═══ TASK INPUTS

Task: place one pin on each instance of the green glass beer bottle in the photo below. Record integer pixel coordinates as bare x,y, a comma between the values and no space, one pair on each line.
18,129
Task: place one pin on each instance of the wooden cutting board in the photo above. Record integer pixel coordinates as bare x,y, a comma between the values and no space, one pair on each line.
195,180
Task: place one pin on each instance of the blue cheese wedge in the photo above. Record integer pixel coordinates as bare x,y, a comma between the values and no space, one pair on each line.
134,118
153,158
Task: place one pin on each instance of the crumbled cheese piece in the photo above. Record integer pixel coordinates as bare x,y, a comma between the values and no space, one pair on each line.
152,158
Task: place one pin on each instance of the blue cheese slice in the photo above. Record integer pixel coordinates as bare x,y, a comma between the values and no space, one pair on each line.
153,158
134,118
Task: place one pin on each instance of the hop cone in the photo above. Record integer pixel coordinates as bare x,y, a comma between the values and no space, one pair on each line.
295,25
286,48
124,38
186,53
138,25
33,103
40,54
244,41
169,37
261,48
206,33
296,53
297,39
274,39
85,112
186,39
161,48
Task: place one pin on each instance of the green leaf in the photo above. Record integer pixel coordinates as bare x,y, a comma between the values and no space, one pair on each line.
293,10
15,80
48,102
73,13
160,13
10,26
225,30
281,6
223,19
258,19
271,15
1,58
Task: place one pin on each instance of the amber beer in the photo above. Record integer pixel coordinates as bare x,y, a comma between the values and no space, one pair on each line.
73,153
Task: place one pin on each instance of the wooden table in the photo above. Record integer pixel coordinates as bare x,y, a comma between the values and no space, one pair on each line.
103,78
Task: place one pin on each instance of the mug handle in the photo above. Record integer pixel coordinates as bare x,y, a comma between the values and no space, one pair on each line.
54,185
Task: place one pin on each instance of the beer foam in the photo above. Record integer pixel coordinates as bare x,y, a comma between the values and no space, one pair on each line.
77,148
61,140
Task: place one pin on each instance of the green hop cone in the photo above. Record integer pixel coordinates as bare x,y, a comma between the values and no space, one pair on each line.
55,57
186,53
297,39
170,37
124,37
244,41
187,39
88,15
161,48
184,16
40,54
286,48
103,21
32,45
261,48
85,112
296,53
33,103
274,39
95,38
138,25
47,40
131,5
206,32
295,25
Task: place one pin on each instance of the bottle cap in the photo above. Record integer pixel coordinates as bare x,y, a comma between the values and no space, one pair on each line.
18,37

══════

WORK REQUIRED:
Format every line of the items above as a JSON list of strings, one string per line, with blank lines left out.

FULL OUTPUT:
[
  "Task: place one pin on each instance of the green glass beer bottle in the photo below. Record integer pixel coordinates as bare x,y, a comma between the values and no space, one pair on each line.",
  "18,129",
  "Task: place one pin on each instance of the wooden cutting board in the photo above. Record integer pixel coordinates as bare x,y, a comma between the values and no space, one pair on each line.",
  "195,180",
  "Task: place one pin on each instance of the blue cheese wedge in the photo above. Record integer pixel coordinates as bare x,y, a comma between the values and no space, one pair on each line.",
  "134,118",
  "153,158",
  "Task: place one pin on each instance of the crumbled cheese piece in the photo above. Record integer pixel coordinates as bare x,y, a comma between the values and no space, one pair on each line.",
  "152,158",
  "Task: place one pin on each instance of the blue cheese slice in the photo above. Record integer pixel coordinates as bare x,y, a comma between the values and no space, one pair on each line.",
  "153,158",
  "134,118",
  "Task: place one pin on each instance of the hop cone in the photo above. Record integer pixel coordinates as bare x,y, a comma between the values and no space, one pair on each line.",
  "295,25",
  "286,48",
  "124,38",
  "186,53",
  "138,25",
  "33,103",
  "40,54",
  "244,41",
  "169,37",
  "261,48",
  "206,33",
  "296,53",
  "297,39",
  "274,39",
  "85,112",
  "186,39",
  "161,48",
  "Task: place one pin on each instance of the green leaf in the photo above. Record integer pixel coordinates as bare x,y, a comma between the values and no space, one pair on each line.",
  "293,10",
  "15,80",
  "48,102",
  "73,13",
  "160,13",
  "10,26",
  "225,30",
  "281,6",
  "223,19",
  "258,19",
  "271,15",
  "1,58",
  "Task: place one pin on each instance of the amber beer in the photo above. Record integer pixel coordinates as bare x,y, a comma between the values and no space, one pair on each line.",
  "73,153",
  "Task: place one pin on each instance of the wooden table in the photo above. Record integer pixel coordinates as bare x,y, a comma between the values and no space, one pair on each line.",
  "103,78",
  "Task: place one pin on each instance of the mug handle in the photo above. Record integer pixel coordinates as bare x,y, a comma between the values and no space, one pair on each line.",
  "54,185",
  "Task: place one pin on each instance of the beer foam in the photo above. Record integer pixel coordinates as bare x,y, a comma between the values and no space, one pair on each line.",
  "77,148",
  "61,140",
  "Task: place one pin on each instance of the green hop cone in the photo above. Record integer pixel coordinates as bare x,y, a comma between the values and no space, one pair on each line.",
  "55,57",
  "186,53",
  "297,39",
  "170,37",
  "124,37",
  "244,41",
  "187,39",
  "88,15",
  "161,48",
  "184,16",
  "40,54",
  "286,48",
  "103,21",
  "32,45",
  "261,48",
  "85,112",
  "296,53",
  "33,103",
  "274,39",
  "95,38",
  "138,25",
  "47,40",
  "131,5",
  "206,32",
  "295,25",
  "Task: place one pin on each instance of the bottle cap in the photo above. Record integer pixel coordinates as bare x,y, a comma between the values and no space, one pair on each line.",
  "18,37"
]